- [Task details] Check each line below for the word "query", and copy those that have it.
:::::
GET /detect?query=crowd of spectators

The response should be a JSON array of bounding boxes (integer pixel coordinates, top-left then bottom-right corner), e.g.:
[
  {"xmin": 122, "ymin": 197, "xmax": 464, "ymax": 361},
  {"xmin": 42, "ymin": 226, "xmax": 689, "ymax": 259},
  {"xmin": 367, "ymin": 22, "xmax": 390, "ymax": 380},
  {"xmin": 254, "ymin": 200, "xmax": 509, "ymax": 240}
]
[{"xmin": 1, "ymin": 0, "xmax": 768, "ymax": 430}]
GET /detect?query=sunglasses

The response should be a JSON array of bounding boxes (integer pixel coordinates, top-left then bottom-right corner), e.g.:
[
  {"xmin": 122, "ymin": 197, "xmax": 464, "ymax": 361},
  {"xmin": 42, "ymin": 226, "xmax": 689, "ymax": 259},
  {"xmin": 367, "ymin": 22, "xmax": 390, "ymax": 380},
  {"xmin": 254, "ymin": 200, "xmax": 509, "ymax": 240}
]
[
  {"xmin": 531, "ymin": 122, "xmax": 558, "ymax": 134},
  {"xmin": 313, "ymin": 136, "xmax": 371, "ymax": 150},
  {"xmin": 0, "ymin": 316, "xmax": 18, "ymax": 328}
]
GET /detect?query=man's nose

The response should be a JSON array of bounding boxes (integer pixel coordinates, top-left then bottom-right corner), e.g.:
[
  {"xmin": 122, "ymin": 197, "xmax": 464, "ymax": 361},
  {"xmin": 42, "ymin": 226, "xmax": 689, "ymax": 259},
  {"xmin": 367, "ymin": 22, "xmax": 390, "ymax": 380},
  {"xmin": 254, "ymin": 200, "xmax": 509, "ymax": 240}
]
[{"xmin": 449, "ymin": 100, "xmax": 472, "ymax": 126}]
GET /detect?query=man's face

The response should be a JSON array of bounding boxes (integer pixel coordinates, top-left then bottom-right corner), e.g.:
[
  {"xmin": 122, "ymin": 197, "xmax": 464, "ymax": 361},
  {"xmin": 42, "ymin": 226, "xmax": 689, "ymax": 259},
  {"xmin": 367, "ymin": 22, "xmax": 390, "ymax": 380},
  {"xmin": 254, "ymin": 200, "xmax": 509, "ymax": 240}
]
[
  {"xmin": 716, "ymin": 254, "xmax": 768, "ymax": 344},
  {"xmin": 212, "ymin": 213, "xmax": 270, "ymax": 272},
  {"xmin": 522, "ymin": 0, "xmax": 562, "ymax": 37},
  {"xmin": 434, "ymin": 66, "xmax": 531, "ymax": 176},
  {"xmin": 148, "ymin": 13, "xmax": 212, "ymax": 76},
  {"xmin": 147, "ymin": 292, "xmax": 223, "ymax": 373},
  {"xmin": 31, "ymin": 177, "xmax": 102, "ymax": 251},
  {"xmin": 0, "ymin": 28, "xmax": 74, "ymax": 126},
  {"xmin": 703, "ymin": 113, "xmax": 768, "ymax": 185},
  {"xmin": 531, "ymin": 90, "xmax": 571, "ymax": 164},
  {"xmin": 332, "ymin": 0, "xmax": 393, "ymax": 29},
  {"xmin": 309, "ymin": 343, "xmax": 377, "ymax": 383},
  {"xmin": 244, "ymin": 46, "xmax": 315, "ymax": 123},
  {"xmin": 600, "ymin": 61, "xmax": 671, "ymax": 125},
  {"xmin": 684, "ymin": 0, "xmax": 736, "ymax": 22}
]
:::::
- [Reply to the exercise]
GET /detect?query=crowd of spectators
GET /detect?query=sunglasses
GET /detect?query=man's nose
GET /detect?query=man's face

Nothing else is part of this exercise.